• DIRECTION
Please copy every one of the entries below word for word, leaving out the pictures.

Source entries

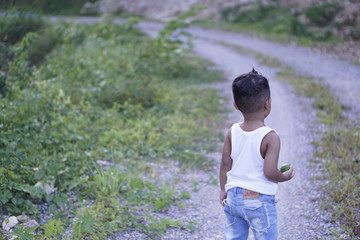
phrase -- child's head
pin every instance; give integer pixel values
(251, 91)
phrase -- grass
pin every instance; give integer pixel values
(338, 147)
(280, 23)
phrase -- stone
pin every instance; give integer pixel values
(23, 218)
(48, 188)
(31, 223)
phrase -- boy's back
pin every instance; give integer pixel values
(249, 172)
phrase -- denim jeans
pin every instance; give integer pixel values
(258, 214)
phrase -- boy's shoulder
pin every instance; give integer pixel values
(271, 138)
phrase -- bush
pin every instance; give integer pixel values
(14, 26)
(44, 44)
(114, 94)
(323, 14)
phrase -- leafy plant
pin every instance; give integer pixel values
(322, 14)
(14, 26)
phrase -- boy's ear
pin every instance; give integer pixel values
(267, 104)
(235, 106)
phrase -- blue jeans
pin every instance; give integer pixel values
(258, 214)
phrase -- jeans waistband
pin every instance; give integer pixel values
(239, 190)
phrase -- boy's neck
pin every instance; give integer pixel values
(253, 121)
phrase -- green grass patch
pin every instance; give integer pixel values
(340, 150)
(280, 23)
(103, 92)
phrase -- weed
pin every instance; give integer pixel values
(338, 148)
(322, 14)
(14, 26)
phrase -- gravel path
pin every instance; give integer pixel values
(300, 217)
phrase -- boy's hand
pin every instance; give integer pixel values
(290, 173)
(223, 196)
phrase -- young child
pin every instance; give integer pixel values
(249, 167)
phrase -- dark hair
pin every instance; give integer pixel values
(250, 91)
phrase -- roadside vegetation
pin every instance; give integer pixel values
(337, 147)
(64, 7)
(308, 26)
(85, 113)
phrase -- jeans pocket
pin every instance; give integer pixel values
(229, 217)
(257, 218)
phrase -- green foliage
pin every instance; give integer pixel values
(14, 26)
(97, 220)
(25, 233)
(328, 108)
(105, 92)
(322, 14)
(44, 44)
(278, 21)
(340, 149)
(53, 229)
(64, 7)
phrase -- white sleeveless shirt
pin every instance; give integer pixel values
(248, 165)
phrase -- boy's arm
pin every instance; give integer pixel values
(271, 171)
(226, 164)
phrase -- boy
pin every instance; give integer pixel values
(248, 171)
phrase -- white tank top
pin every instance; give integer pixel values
(248, 165)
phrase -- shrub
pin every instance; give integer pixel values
(44, 44)
(14, 26)
(323, 14)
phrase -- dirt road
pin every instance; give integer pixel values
(299, 214)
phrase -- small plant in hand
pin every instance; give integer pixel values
(285, 167)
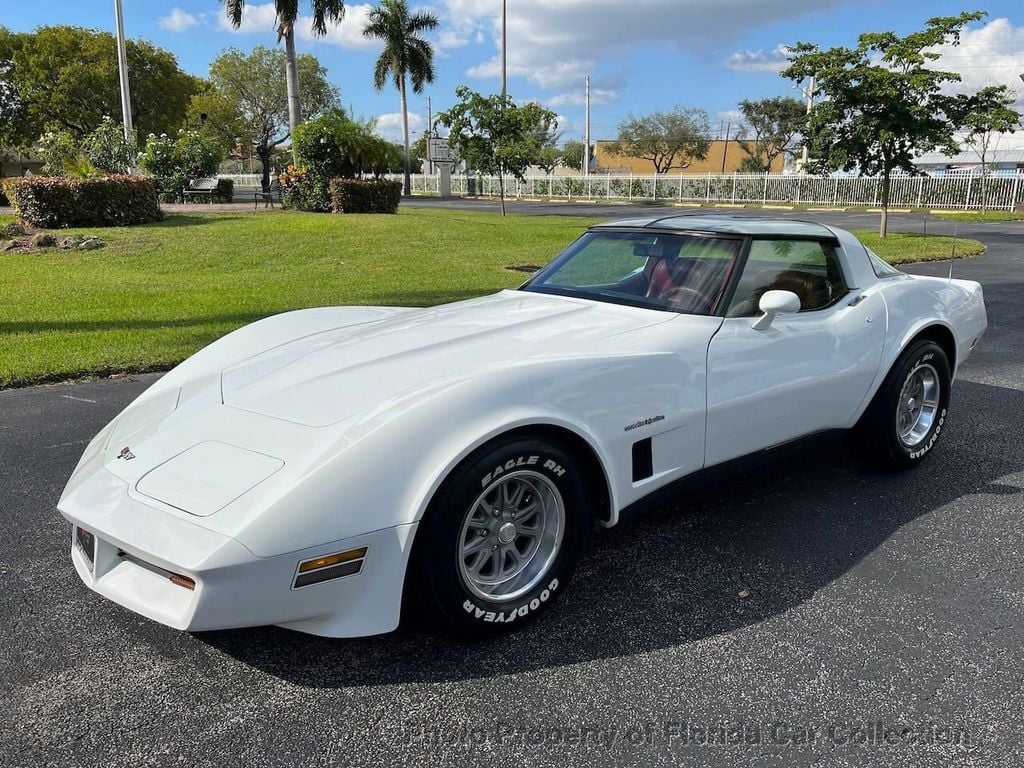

• FINISHED EXERCISE
phrase -- child's head
pin every instance; give integer pixel values
(251, 91)
phrase -- grass
pin every instance; give integer pixel values
(338, 147)
(280, 23)
phrase -- stone
pin every instance; give integer pixel values
(23, 218)
(48, 188)
(31, 223)
phrase -- boy's back
pin every instance; give integer pixel values
(249, 172)
phrase -- denim jeans
pin every instance; give integer pixel values
(258, 214)
phrase -- boy's shoulder
pin every instance; give integer pixel values
(271, 138)
phrase -- bush
pin every instance; give integer pixel values
(14, 26)
(44, 44)
(114, 94)
(323, 14)
phrase -- leafy plant
pin every instance; give integer pixel values
(322, 14)
(14, 26)
phrase -- boy's ear
pin every instance; give integer pixel values
(267, 104)
(235, 106)
phrase -- blue jeans
pin every instance; give integer pixel values
(258, 214)
phrase -- jeans waistband
pin every instance; give integer pixel values
(239, 190)
phrase -- boy's neck
pin every instance; give integer pixel values
(253, 121)
phrase -- green grass patch
pin every instance; give integer pixel values
(340, 150)
(280, 23)
(103, 92)
phrase -- weed
pin every instance; give integer pixel values
(338, 148)
(322, 14)
(14, 26)
phrase -- gravel path
pin every instance; give integer pixel values
(300, 217)
phrase -- boy's hand
pin every instance; give integer pixel values
(290, 173)
(223, 196)
phrase -- young child
pin every instance; give integer pixel values
(249, 167)
phrase -- dark hair
pin every instance; give integer pixel values
(250, 91)
phrase -- roadside vegetation
pin every instance; give integer pixel values
(337, 147)
(64, 7)
(308, 26)
(85, 113)
phrase -- jeans pocket
pin every instance; give integer pixel values
(229, 217)
(257, 218)
phrase -- green foliage
pin every instance; give integer pixel values
(14, 26)
(97, 220)
(25, 233)
(328, 108)
(105, 92)
(322, 14)
(44, 44)
(278, 21)
(340, 149)
(53, 229)
(64, 7)
phrase -- white sleeveless shirt
pin every instance; give integer pixel values
(248, 165)
phrase -- boy's arm
pin every instance; give integer pixel values
(271, 171)
(226, 164)
phrase -- boy
pin every instance; give integer pixel values
(248, 171)
phrase -- white tank top
pin every instance; give integer pixel values
(248, 165)
phrase -- shrub
pin every instance; give integer pixel values
(44, 44)
(14, 26)
(323, 14)
phrase -- dirt road
pin every instance; give integer pixel values
(299, 214)
phrase -- small plant in hand
pin every instance; give integer pixel values
(285, 167)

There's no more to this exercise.